TASK INSTRUCTIONS
Starting at the beginning of the records below and stopping after the line that contains "[332,318,555,383]", copy out every line, requests included, and multiply each bounding-box coordinate in the answers by 2.05, rounding to whole numbers with halves rounded up. Leave the pictures out.

[Start MATERIALS PROVIDED]

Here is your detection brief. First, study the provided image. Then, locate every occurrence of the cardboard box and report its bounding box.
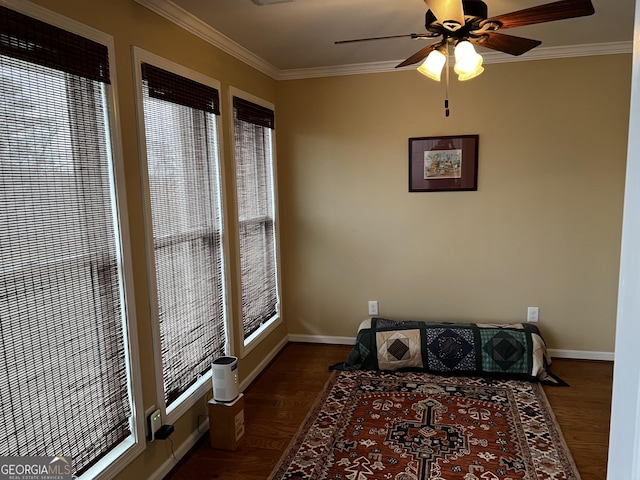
[209,393,244,450]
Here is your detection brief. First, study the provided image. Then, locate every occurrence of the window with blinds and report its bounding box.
[0,6,133,475]
[141,62,227,408]
[233,96,280,345]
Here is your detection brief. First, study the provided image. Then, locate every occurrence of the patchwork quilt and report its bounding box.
[332,318,555,383]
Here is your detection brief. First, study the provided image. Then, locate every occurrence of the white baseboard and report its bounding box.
[289,334,614,362]
[148,419,209,480]
[289,334,356,345]
[149,337,289,480]
[238,337,289,392]
[548,348,615,362]
[144,334,614,480]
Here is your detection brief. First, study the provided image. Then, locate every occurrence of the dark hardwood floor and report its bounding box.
[165,343,613,480]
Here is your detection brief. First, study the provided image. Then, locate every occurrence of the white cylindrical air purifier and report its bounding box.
[211,357,239,402]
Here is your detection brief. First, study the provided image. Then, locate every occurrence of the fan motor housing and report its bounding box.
[424,0,489,32]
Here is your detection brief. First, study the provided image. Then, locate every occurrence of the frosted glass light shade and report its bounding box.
[418,50,447,82]
[453,40,484,81]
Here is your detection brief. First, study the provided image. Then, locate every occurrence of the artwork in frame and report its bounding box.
[409,135,478,192]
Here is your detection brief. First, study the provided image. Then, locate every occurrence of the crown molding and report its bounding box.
[135,0,633,80]
[276,42,633,80]
[135,0,280,79]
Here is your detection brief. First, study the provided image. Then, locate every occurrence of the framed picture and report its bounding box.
[409,135,478,192]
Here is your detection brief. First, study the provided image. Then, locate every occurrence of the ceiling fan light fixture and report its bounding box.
[418,49,447,82]
[458,66,484,82]
[453,40,484,80]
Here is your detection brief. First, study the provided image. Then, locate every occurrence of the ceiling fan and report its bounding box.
[335,0,595,80]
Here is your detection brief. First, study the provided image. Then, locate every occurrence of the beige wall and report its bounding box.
[6,0,630,479]
[277,55,631,352]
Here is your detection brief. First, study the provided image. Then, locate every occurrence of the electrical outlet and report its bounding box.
[147,408,162,442]
[369,300,378,315]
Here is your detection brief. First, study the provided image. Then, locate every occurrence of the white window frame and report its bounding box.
[228,86,282,358]
[0,0,146,479]
[132,46,233,424]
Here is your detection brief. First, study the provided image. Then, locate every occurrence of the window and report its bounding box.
[233,94,280,346]
[0,6,140,475]
[137,50,228,411]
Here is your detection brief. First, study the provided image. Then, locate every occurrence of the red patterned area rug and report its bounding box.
[269,371,580,480]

[End MATERIALS PROVIDED]

OUTPUT
Here is your detection brief. First, study the provided image. Then, locate every occurrence of the cardboard box and report its bounding box.
[428,806,500,923]
Here is your detection brief. First, study the provided image. Then, locate every occurrence of the window with blinds and report its bounding box.
[0,12,273,974]
[289,127,465,836]
[478,197,574,707]
Here is your detection brief. First, study the provided image. Then, locate every occurrence of the patchwork quilt and report its bounding box.
[681,652,1138,785]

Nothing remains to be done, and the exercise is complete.